## [Exercise requirements]
Starting at the line that holds "Query: woman with long brown hair", set down each line through the end of the listing, exactly as written and with nothing added.

=== Records for this task ===

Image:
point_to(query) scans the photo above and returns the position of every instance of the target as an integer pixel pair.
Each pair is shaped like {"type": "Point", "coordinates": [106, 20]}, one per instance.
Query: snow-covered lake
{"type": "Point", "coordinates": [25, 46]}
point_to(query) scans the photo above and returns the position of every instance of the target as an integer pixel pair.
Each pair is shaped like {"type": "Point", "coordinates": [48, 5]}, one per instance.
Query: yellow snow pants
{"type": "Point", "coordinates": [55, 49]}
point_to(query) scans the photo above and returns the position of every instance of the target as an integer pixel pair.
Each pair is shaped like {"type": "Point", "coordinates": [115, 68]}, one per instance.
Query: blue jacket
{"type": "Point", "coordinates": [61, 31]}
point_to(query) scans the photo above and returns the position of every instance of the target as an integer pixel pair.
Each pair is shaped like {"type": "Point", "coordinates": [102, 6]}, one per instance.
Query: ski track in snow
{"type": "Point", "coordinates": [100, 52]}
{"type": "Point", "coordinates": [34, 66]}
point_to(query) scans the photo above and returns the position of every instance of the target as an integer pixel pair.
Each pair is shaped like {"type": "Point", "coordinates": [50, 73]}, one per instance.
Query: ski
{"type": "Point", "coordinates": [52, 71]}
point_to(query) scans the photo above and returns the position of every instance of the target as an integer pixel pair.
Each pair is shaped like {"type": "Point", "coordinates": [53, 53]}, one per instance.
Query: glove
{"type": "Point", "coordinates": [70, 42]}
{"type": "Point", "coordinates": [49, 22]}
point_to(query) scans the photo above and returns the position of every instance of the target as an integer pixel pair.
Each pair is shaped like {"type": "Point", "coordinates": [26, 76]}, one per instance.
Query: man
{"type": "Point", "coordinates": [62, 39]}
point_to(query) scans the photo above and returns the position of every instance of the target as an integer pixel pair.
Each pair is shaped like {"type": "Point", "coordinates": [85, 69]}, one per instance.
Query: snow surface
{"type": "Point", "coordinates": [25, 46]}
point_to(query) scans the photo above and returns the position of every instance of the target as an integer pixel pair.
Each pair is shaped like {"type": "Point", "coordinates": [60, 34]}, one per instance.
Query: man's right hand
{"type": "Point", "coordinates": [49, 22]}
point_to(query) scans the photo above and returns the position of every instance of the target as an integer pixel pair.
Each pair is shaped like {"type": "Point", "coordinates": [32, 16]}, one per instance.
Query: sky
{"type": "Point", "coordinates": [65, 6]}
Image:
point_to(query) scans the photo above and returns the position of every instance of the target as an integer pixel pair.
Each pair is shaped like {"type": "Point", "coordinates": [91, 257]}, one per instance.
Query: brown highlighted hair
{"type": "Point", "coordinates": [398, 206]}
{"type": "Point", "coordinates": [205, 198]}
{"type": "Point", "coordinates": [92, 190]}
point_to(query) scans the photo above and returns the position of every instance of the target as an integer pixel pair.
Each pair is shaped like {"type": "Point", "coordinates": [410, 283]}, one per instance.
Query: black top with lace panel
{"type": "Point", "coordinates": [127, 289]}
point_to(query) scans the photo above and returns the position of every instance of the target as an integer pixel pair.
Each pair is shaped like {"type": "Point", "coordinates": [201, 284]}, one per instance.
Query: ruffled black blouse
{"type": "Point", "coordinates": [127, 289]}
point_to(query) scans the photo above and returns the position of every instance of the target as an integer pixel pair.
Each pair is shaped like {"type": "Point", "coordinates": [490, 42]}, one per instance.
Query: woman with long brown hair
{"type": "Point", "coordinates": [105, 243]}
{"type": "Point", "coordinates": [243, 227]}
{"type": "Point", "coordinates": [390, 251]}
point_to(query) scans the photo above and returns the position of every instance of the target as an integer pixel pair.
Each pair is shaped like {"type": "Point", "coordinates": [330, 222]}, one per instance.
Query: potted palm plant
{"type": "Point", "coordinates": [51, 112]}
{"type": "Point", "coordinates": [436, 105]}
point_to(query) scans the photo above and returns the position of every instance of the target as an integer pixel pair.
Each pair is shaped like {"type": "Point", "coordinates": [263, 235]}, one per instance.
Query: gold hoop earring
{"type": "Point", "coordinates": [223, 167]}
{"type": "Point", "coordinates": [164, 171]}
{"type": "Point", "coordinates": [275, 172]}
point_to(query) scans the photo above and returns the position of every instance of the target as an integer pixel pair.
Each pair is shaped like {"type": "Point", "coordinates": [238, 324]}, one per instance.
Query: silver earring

===

## [Response box]
Query: woman with long brown hair
{"type": "Point", "coordinates": [105, 243]}
{"type": "Point", "coordinates": [243, 227]}
{"type": "Point", "coordinates": [390, 251]}
point_to(query) scans the photo above and returns the position of every instance of the target as an integer pixel pair.
Each pair is shaped like {"type": "Point", "coordinates": [330, 222]}, one per instance.
Query: potted palm plant
{"type": "Point", "coordinates": [51, 112]}
{"type": "Point", "coordinates": [436, 105]}
point_to(query) scans the photo above and returns the position of every instance of the target as an integer pixel pair.
Each pair is shaped like {"type": "Point", "coordinates": [263, 235]}, one per instance.
Query: gold hoop earring
{"type": "Point", "coordinates": [223, 167]}
{"type": "Point", "coordinates": [164, 171]}
{"type": "Point", "coordinates": [275, 172]}
point_to(query) scans the photo above and returns the position of every instance of the target as an integer pixel pair.
Each pair is shaped like {"type": "Point", "coordinates": [238, 324]}, one per instance.
Query: silver earring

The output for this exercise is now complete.